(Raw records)
┌────────

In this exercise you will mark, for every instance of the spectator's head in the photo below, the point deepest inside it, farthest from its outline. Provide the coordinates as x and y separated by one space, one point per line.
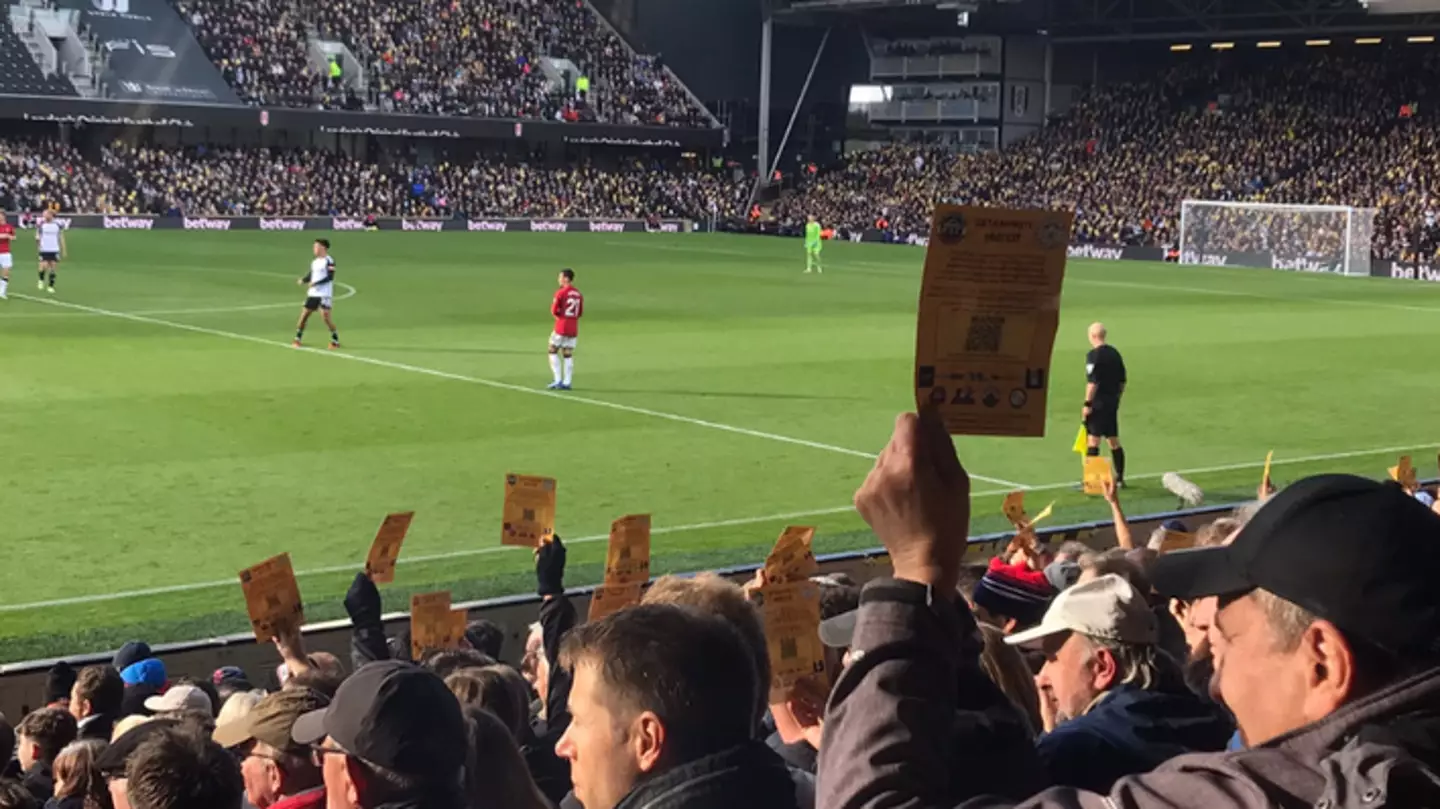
392 734
1095 636
182 700
496 772
238 706
1007 668
98 691
486 636
13 795
655 687
272 765
41 736
58 685
131 654
229 681
490 688
723 599
448 661
78 776
6 743
179 767
1322 599
114 760
1010 602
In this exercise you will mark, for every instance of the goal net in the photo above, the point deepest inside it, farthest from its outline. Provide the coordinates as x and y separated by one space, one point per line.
1312 238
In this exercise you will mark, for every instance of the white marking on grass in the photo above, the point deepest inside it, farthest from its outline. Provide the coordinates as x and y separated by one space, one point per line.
488 383
353 566
350 292
98 598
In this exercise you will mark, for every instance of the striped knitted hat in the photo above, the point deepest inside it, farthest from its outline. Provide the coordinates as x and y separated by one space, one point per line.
1007 596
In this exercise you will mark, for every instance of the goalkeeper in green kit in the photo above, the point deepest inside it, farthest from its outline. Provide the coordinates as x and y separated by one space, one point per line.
812 242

└────────

| Set problem |
Change every "photo" in the records above to "image" and reproduce them with nothing else altered. Leave the pictures out.

| Finished answer |
In this exercise you will mark, for every instance of the spectator's head in the image below, the point deepest inside it, farthest from its outline. Provide the coordinates as x and y separated by one space, one point per line.
392 734
1095 636
182 700
496 772
238 706
1007 668
98 691
486 636
13 795
655 687
272 765
41 736
58 685
131 654
229 681
490 688
723 599
448 661
78 776
6 743
179 767
1322 599
114 760
1010 602
In this exercise you will mark, for every instance of the goal net in the image above, the point deepest inside it, farthest from its outline. Provide the coordinates as x and y separated by one space, one point per line.
1312 238
In this exercise you will mark, for every instance of the white marking on grass in the image above, the point deepest inside it, farthest from its outline. Provide the coordinates as x and y separated by one space, one point per line.
488 383
353 566
350 292
98 598
In this exercise you will mark, for every instance of the striped knitted hat in the image above, the point deepest inside it, farthest from its outline. Provide the coordinates as x and y separated by one space, one point per line.
1007 596
In this exercise you will mark, for every instance of the goalkeeper in green kit in the image above, the point deepest inside it, farthest from its outline. Provide the coordinates as x and y separated by one space, one point per line.
812 242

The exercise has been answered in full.